2.2 WARRANTS. As additional consideration for the acquisition of the
Membership Interests, Buyer shall issue at Closing warrants to the Sellers
("WARRANTS") in the form attached hereto as EXHIBIT "D". The Warrants and the
Member Notes are hereinafter collectively referred to as the "BUYER SECURITIES".
2.3 TRANSFER TAXES. All transfer, registration, stamp, documentary,
recording and similar taxes, if any, that become due and payable as a result of
the consummation of the transactions set forth in this Agreement shall be paid
one-half by the Buyer and one-half by the Sellers.
2.4 PURCHASE PRICE ADJUSTMENTS.
(a) As used herein, the term "NET WORKING CAPITAL" shall mean
the aggregate current assets of the Company minus the aggregate current
liabilities of the Company, all as determined in accordance with
generally accepted accounting principles, consistent with past practice
and all as determined as of the Effective Time and taking into account
such adjustments as customary for a working capital adjustment. Current
liabilities will not include any principal portion of the Met Life loan
or the Western Milling Loan.

^^^^^^^^

__The tasks__.
1. According to the contract excerpt, how are transfer taxes arising from the transactions divided?
2. Repeat the contract excerpt word for word between "2.3 TRANSFER TAXES." and "by the Sellers.", inclusive.

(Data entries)
^^^^^^^^

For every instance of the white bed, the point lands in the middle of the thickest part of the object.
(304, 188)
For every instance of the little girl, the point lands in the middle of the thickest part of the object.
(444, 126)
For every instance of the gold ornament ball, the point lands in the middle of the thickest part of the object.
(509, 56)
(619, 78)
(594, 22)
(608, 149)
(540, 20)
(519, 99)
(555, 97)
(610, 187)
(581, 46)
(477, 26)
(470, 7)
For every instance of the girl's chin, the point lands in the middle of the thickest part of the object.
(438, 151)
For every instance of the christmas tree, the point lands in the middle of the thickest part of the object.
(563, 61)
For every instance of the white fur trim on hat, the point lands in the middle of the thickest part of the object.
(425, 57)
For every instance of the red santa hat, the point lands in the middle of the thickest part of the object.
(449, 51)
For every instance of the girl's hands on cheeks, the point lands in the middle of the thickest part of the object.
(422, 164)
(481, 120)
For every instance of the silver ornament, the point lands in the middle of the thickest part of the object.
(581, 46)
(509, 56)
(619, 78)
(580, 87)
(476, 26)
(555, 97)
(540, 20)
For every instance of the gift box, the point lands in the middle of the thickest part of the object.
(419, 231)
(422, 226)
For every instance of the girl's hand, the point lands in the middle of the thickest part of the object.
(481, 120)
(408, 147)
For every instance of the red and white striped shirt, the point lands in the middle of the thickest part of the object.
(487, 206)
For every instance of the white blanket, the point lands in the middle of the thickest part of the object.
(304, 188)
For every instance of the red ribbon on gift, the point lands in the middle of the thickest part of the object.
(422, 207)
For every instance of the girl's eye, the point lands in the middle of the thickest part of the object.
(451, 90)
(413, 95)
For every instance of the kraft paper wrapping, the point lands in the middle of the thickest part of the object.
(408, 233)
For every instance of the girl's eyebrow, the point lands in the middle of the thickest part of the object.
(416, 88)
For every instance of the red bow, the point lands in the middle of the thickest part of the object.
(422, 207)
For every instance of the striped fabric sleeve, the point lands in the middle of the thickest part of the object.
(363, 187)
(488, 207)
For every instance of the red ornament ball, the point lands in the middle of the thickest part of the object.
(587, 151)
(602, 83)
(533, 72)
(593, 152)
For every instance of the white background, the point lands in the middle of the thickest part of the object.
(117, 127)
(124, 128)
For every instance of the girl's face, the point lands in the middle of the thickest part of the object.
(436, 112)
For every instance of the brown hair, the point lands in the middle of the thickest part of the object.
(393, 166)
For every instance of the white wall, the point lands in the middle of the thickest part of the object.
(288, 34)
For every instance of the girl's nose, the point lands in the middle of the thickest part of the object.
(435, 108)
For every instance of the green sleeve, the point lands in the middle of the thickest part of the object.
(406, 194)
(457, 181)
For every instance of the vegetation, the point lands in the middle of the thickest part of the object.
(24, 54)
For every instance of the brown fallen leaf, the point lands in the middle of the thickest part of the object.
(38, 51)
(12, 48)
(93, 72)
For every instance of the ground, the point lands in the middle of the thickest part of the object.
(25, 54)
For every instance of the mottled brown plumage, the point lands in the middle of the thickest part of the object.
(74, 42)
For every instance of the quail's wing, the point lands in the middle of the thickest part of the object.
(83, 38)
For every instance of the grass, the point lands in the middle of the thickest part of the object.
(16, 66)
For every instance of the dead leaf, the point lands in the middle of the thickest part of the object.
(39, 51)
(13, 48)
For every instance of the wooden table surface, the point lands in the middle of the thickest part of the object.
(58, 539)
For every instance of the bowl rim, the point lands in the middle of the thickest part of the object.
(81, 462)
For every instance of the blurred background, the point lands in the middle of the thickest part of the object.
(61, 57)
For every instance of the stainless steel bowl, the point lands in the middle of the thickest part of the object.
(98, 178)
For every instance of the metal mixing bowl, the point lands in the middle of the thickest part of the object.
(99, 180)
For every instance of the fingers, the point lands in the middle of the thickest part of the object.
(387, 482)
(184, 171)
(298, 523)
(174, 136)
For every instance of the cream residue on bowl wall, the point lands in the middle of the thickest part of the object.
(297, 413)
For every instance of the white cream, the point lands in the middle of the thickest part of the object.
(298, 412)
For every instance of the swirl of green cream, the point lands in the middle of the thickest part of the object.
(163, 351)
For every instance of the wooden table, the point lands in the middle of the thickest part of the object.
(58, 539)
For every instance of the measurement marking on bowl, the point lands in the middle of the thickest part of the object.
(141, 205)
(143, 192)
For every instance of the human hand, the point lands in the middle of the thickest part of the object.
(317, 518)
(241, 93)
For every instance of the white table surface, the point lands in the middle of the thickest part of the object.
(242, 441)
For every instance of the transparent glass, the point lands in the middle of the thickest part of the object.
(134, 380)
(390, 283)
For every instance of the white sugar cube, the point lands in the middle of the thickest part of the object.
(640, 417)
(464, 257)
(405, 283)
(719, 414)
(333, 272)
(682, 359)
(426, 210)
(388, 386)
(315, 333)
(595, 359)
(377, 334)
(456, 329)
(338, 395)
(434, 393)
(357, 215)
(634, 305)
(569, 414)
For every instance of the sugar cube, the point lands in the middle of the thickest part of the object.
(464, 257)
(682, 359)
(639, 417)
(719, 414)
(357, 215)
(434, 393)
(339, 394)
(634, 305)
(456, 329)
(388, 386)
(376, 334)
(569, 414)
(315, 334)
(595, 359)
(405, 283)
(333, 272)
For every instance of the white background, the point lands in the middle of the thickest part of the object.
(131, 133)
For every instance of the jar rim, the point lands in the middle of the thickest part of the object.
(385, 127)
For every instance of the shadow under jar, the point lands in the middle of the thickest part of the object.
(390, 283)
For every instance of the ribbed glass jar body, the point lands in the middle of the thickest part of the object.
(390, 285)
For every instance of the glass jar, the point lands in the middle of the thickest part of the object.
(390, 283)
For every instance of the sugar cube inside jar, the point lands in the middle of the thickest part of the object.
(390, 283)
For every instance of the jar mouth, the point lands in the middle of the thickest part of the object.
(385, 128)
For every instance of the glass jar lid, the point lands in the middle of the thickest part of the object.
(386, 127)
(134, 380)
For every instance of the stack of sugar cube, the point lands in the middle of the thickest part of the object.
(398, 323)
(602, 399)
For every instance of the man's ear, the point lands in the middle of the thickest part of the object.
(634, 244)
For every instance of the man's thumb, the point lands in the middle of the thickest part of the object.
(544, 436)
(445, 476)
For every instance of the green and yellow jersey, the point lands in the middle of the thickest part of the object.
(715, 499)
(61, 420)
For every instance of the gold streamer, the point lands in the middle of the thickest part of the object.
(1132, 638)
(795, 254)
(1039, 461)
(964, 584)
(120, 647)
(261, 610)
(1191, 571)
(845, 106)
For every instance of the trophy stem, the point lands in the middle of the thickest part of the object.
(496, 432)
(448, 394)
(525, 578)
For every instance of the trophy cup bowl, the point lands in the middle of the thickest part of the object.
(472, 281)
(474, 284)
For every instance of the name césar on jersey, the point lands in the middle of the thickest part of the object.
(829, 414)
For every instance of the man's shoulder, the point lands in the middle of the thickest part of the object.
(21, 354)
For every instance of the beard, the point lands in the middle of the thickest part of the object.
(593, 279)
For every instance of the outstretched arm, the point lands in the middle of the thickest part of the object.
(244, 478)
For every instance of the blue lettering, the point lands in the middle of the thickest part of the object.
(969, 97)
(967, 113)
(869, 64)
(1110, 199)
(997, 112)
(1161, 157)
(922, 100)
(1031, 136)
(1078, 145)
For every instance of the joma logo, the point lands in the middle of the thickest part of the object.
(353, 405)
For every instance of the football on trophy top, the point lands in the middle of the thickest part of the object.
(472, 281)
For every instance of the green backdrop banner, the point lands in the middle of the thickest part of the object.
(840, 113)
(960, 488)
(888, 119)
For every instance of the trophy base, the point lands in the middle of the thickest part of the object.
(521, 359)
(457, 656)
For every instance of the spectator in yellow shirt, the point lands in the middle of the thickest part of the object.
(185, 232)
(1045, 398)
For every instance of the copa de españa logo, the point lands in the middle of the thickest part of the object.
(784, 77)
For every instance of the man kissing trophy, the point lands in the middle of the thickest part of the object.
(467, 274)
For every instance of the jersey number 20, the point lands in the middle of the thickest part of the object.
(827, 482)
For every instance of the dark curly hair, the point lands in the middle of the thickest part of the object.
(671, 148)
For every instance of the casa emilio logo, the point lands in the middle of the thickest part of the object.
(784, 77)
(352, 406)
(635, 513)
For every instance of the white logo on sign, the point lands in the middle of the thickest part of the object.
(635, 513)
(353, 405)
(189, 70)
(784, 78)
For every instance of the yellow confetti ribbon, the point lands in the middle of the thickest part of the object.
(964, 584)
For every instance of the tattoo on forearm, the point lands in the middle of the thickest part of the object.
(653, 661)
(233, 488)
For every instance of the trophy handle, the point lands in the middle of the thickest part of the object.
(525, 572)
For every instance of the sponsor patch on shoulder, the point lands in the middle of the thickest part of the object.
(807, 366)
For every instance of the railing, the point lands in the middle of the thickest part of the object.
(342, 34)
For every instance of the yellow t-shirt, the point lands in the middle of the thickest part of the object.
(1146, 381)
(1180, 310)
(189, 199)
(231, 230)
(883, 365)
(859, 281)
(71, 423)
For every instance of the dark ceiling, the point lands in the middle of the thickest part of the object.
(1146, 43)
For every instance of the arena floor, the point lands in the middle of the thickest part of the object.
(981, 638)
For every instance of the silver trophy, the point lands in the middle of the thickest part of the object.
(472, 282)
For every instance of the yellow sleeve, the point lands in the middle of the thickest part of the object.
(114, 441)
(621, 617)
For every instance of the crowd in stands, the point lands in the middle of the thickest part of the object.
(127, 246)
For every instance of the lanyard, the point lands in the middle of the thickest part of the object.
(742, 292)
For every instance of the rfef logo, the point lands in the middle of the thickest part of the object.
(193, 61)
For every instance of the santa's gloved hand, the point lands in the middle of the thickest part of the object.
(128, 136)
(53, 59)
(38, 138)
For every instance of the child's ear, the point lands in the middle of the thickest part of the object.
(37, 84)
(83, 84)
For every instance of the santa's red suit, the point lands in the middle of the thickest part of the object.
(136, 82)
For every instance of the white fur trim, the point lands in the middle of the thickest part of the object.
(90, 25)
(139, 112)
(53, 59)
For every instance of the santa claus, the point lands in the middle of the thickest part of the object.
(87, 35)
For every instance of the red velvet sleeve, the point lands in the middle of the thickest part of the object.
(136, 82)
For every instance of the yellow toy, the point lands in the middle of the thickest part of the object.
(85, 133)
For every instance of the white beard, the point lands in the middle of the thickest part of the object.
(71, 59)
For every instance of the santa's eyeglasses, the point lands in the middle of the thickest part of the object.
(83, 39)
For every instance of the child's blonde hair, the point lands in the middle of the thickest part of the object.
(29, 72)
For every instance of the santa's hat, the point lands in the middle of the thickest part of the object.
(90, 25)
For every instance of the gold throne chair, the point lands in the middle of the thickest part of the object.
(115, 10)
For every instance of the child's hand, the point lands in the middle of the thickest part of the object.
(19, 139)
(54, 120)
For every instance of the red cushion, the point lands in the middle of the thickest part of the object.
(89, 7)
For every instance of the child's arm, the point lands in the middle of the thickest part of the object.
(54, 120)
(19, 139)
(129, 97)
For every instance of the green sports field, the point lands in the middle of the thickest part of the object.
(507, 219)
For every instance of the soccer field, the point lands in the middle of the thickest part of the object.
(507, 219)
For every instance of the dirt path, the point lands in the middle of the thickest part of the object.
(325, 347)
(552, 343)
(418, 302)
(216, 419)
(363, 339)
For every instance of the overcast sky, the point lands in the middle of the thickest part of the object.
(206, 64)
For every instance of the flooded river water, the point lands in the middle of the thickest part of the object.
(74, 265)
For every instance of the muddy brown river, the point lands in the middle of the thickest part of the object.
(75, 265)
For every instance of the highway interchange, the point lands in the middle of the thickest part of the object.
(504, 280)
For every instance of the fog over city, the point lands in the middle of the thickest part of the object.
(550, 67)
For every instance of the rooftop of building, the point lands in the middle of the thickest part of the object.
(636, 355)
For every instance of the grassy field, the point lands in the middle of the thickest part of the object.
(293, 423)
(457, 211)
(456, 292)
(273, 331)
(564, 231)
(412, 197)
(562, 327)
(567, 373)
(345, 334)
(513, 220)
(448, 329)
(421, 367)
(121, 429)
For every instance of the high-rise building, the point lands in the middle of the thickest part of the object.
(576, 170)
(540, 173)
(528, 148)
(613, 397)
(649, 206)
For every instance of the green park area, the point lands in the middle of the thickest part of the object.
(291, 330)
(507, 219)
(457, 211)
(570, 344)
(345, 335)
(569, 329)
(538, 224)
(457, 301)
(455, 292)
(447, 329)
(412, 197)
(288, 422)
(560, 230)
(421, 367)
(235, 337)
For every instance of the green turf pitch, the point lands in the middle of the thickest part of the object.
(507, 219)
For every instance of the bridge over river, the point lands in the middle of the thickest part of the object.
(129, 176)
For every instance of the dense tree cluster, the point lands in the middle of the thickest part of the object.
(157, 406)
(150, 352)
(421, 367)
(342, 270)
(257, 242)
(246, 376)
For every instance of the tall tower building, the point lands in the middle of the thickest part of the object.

^^^^^^^^

__Answers by task__.
1. They are paid one-half by the Buyer and one-half by the Sellers.

2.
2.3 TRANSFER TAXES. All transfer, registration, stamp, documentary,
recording and similar taxes, if any, that become due and payable as a result of
the consummation of the transactions set forth in this Agreement shall be paid
one-half by the Buyer and one-half by the Sellers.